## Exercise description
Copy the text on rumen microbes and mycotoxin detoxification word for word, in full.

***** Text *****

Detoxification by rumen microbes
It has long been accepted that rumen microbes can detoxify mycotoxins. However, in certain studies involving dairy cows, scientists found that the capacity for mycotoxin detoxification in the dairy cow’s rumen is lower than believed.
Heinz-Kiessling et al. (1984) showed that the efficacy of detoxification is not the same for all mycotoxins. Diacetoxyscirpenol (DAS), trichothecene mycotoxin (T-2), ochratoxin and ZEN are partially converted, whereas in this study no degradation was noticed for DON and aflatoxin B1. Other studies measured a partial degradation of DON into de-epoxy deoxynivalenol (DOM-1), which is a less toxic form (Prelusky et al., 1987 and Coté et al., 1986). Heinz-Kiessling et al. (1984) also showed that the decrease of ZEN was the result of a reduction to zearalenol, and mainly (90%) to α-zearalenol, which is 3 to 4 times more oestrogenic than the parent compound. Fumonisins are not altered in the rumen (Pfohl et al., 1999). Heinz-Kiessling proved that protozoa are invariably more active than bacteria in the detoxification process of certain trichothecens, but they are also more sensitive to these trichothecens than bacteria (Westlake et al., 1987).

***** Available data *****

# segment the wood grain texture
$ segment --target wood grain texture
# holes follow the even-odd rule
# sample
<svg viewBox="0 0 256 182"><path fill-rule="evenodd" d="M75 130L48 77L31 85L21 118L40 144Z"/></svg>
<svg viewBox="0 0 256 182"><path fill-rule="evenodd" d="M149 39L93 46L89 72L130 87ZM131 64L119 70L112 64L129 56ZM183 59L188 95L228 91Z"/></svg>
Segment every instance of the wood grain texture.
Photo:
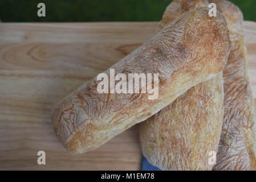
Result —
<svg viewBox="0 0 256 182"><path fill-rule="evenodd" d="M95 151L74 155L58 140L50 112L64 96L153 36L157 26L0 24L0 169L140 169L137 125ZM243 26L256 104L256 23ZM37 164L39 150L46 152L46 165Z"/></svg>

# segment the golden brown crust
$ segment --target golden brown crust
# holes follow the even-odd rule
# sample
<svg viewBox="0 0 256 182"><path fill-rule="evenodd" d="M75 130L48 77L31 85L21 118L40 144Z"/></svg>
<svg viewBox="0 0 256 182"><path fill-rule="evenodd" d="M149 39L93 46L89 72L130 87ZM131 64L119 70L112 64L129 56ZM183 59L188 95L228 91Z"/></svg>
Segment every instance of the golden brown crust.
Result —
<svg viewBox="0 0 256 182"><path fill-rule="evenodd" d="M160 27L207 3L173 1ZM151 163L162 170L212 169L209 154L217 152L224 113L222 78L221 72L196 85L140 124L142 151Z"/></svg>
<svg viewBox="0 0 256 182"><path fill-rule="evenodd" d="M183 14L112 67L116 74L159 73L157 100L147 93L99 94L95 78L60 101L52 121L64 147L73 154L94 150L219 73L230 52L229 32L222 15L209 17L208 11Z"/></svg>
<svg viewBox="0 0 256 182"><path fill-rule="evenodd" d="M143 155L162 170L211 170L224 114L221 73L140 123Z"/></svg>
<svg viewBox="0 0 256 182"><path fill-rule="evenodd" d="M172 1L165 9L157 32L170 24L178 16L196 8L208 6L208 0Z"/></svg>
<svg viewBox="0 0 256 182"><path fill-rule="evenodd" d="M224 121L213 169L256 170L256 126L247 74L242 14L237 6L227 1L210 1L225 17L232 43L224 69Z"/></svg>

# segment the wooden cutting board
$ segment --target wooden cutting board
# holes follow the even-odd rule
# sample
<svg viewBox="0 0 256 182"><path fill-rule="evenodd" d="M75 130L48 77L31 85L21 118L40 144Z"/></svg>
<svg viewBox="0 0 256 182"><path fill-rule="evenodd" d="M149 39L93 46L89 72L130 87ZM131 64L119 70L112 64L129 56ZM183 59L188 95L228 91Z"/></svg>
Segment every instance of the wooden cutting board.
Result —
<svg viewBox="0 0 256 182"><path fill-rule="evenodd" d="M50 113L63 97L153 36L157 25L0 24L0 169L140 169L137 125L73 155L58 140ZM244 27L256 96L256 23L245 22ZM40 150L46 165L37 164Z"/></svg>

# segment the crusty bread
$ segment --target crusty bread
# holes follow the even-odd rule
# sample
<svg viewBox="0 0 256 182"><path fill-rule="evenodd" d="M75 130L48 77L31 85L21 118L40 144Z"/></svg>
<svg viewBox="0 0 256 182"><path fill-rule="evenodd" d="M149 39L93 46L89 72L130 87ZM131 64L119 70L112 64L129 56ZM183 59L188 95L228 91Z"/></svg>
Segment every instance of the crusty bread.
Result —
<svg viewBox="0 0 256 182"><path fill-rule="evenodd" d="M203 0L174 0L167 7L160 27L185 11L208 5ZM209 154L217 152L224 114L221 72L192 87L140 124L143 155L162 170L211 170L213 163L209 163Z"/></svg>
<svg viewBox="0 0 256 182"><path fill-rule="evenodd" d="M100 94L95 78L60 101L52 121L64 147L72 154L94 150L221 72L230 49L229 32L221 14L209 17L208 11L181 15L112 67L116 73L159 73L157 99L148 100L148 93Z"/></svg>
<svg viewBox="0 0 256 182"><path fill-rule="evenodd" d="M211 0L222 13L231 41L224 69L224 121L214 170L255 170L256 129L253 97L247 73L242 13L227 1Z"/></svg>
<svg viewBox="0 0 256 182"><path fill-rule="evenodd" d="M211 170L223 122L222 74L197 85L140 123L143 155L162 170Z"/></svg>
<svg viewBox="0 0 256 182"><path fill-rule="evenodd" d="M208 0L173 0L166 7L157 31L161 31L179 15L189 10L208 6Z"/></svg>

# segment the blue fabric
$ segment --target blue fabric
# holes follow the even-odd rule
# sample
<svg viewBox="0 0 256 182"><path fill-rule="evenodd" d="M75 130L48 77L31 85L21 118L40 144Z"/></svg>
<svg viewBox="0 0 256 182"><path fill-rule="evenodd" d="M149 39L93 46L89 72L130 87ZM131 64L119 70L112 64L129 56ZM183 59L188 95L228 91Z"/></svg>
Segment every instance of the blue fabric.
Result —
<svg viewBox="0 0 256 182"><path fill-rule="evenodd" d="M158 167L151 164L145 157L142 156L141 171L161 171Z"/></svg>

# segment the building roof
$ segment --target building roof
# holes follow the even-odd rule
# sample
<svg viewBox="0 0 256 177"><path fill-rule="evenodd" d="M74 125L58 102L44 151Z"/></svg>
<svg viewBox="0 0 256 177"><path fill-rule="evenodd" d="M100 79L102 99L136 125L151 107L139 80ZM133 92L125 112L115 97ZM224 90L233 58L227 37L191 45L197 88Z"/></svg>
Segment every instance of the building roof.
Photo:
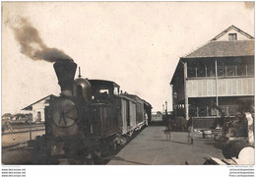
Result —
<svg viewBox="0 0 256 177"><path fill-rule="evenodd" d="M39 99L39 100L37 100L37 101L35 101L35 102L33 102L33 103L28 105L27 107L23 108L22 110L32 110L32 106L33 104L36 104L37 102L39 102L39 101L41 101L41 100L43 100L43 99L46 99L46 98L48 98L48 97L50 97L50 99L51 99L51 98L57 97L57 96L55 96L55 95L53 95L53 94L49 94L49 95L47 95L47 96L45 96L45 97L43 97L43 98L41 98L41 99Z"/></svg>
<svg viewBox="0 0 256 177"><path fill-rule="evenodd" d="M219 33L218 35L216 35L211 41L213 40L217 40L220 37L222 37L224 34L225 34L226 32L228 32L229 30L234 30L236 31L238 31L239 33L245 35L246 37L248 37L249 39L254 39L254 37L252 35L250 35L249 33L241 30L240 29L238 29L237 27L234 26L230 26L229 28L227 28L226 30L224 30L224 31L222 31L221 33Z"/></svg>
<svg viewBox="0 0 256 177"><path fill-rule="evenodd" d="M182 58L253 56L254 40L211 40Z"/></svg>

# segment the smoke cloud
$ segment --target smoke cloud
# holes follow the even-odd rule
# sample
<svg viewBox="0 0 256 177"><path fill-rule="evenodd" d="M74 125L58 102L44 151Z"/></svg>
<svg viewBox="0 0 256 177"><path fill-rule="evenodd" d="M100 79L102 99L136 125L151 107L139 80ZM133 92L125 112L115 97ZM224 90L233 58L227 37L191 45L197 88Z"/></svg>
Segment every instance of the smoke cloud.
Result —
<svg viewBox="0 0 256 177"><path fill-rule="evenodd" d="M9 23L15 39L21 45L21 53L32 60L55 62L58 59L72 60L70 56L57 48L47 47L39 36L37 30L25 18L16 19L14 24Z"/></svg>

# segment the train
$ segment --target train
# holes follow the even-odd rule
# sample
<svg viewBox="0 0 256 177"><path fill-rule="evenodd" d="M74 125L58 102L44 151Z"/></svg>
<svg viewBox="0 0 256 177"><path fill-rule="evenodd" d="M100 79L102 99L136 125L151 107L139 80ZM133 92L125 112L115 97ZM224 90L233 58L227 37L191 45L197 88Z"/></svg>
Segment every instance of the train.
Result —
<svg viewBox="0 0 256 177"><path fill-rule="evenodd" d="M36 163L98 158L123 147L127 138L151 122L152 105L122 92L116 83L84 79L80 68L74 79L73 60L57 60L53 67L61 93L45 107L45 134L28 144L35 150Z"/></svg>

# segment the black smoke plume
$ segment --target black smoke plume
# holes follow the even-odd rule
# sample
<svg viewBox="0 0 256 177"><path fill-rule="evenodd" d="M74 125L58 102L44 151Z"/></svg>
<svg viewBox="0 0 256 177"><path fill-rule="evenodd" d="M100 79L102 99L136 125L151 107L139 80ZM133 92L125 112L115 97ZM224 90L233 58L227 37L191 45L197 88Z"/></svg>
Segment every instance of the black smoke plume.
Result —
<svg viewBox="0 0 256 177"><path fill-rule="evenodd" d="M57 48L48 48L39 36L37 30L25 18L19 18L9 27L21 45L21 53L33 60L55 62L58 59L72 60L70 56Z"/></svg>

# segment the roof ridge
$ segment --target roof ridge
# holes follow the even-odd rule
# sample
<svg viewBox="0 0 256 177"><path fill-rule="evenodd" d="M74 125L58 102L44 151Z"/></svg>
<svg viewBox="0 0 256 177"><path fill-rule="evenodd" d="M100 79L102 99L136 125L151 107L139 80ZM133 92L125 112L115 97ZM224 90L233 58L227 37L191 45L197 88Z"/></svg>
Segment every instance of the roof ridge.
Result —
<svg viewBox="0 0 256 177"><path fill-rule="evenodd" d="M228 32L230 30L234 30L238 32L240 32L241 34L245 35L246 37L250 38L250 39L254 39L254 37L252 35L250 35L249 33L243 31L242 30L238 29L237 27L231 25L230 27L228 27L227 29L225 29L224 30L223 30L221 33L217 34L214 38L212 38L210 41L213 40L217 40L218 38L220 38L221 36L223 36L224 34L225 34L226 32Z"/></svg>
<svg viewBox="0 0 256 177"><path fill-rule="evenodd" d="M197 51L199 48L201 48L201 47L203 47L203 46L207 45L207 44L208 44L208 43L210 43L210 42L211 42L211 40L208 40L208 41L207 41L207 42L205 42L204 44L202 44L202 45L200 45L200 46L196 47L195 49L191 50L190 52L188 52L187 54L183 55L183 56L182 56L182 57L180 57L180 58L186 58L188 55L190 55L191 53L193 53L193 52Z"/></svg>

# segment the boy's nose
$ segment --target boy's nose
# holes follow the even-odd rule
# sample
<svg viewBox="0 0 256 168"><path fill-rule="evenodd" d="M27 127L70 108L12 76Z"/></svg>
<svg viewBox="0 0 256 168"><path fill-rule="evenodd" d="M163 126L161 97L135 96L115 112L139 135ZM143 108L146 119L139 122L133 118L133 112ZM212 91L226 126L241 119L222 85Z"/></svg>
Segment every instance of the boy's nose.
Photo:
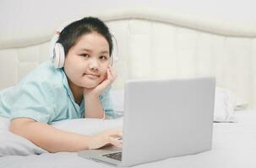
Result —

*****

## Output for this task
Detoxification by rumen microbes
It has long been accepted that rumen microbes can detoxify mycotoxins. However, in certain studies involving dairy cows, scientists found that the capacity for mycotoxin detoxification in the dairy cow’s rumen is lower than believed.
Heinz-Kiessling et al. (1984) showed that the efficacy of detoxification is not the same for all mycotoxins. Diacetoxyscirpenol (DAS), trichothecene mycotoxin (T-2), ochratoxin and ZEN are partially converted, whereas in this study no degradation was noticed for DON and aflatoxin B1. Other studies measured a partial degradation of DON into de-epoxy deoxynivalenol (DOM-1), which is a less toxic form (Prelusky et al., 1987 and Coté et al., 1986). Heinz-Kiessling et al. (1984) also showed that the decrease of ZEN was the result of a reduction to zearalenol, and mainly (90%) to α-zearalenol, which is 3 to 4 times more oestrogenic than the parent compound. Fumonisins are not altered in the rumen (Pfohl et al., 1999). Heinz-Kiessling proved that protozoa are invariably more active than bacteria in the detoxification process of certain trichothecens, but they are also more sensitive to these trichothecens than bacteria (Westlake et al., 1987).